┏━━
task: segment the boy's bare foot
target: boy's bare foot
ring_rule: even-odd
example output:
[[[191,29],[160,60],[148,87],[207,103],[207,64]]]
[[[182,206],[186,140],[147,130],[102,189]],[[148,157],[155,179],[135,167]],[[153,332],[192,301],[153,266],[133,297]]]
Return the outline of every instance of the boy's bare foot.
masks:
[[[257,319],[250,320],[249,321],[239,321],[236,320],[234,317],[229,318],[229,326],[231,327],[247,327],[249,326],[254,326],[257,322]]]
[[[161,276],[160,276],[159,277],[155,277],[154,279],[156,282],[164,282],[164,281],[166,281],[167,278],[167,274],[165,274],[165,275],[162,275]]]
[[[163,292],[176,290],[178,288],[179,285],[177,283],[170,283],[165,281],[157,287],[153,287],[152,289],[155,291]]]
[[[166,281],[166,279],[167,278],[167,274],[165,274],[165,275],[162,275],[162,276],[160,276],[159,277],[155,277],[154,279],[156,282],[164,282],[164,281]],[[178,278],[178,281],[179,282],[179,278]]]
┗━━
Task — From the records above, extract everything verbatim.

Result —
task: segment the boy's bare foot
target: boy's bare foot
ring_rule: even-odd
example output:
[[[191,29],[160,60],[148,87],[207,103],[207,64]]]
[[[182,206],[186,140],[147,130],[102,189]],[[148,157],[155,179],[135,167]],[[153,332],[192,301],[153,266],[133,297]]]
Return the outline of every instance of the boy's bare foot.
masks:
[[[257,319],[250,320],[249,321],[239,321],[236,320],[234,317],[229,318],[229,326],[231,327],[247,327],[249,326],[254,326],[257,322]]]
[[[161,276],[160,276],[159,277],[155,277],[154,279],[156,282],[164,282],[164,281],[166,281],[167,278],[167,274],[165,274],[165,275],[162,275]]]
[[[163,292],[176,290],[178,288],[179,285],[177,283],[170,283],[165,281],[157,287],[153,287],[152,289],[155,291]]]
[[[166,281],[166,279],[167,278],[167,274],[165,274],[165,275],[162,275],[162,276],[160,276],[159,277],[155,277],[154,279],[156,282],[164,282],[164,281]],[[178,278],[178,281],[179,282],[179,278]]]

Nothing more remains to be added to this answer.